▶ _Records shown_:
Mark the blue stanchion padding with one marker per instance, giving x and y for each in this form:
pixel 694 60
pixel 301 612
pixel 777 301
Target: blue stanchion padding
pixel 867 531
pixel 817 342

▶ _About this exercise_: Output the complete set of records word for word.

▶ _Task result_:
Mark the blue stanchion padding with one marker per instance, giving x and y for each in this form:
pixel 694 60
pixel 301 612
pixel 777 301
Target: blue stanchion padding
pixel 867 531
pixel 817 342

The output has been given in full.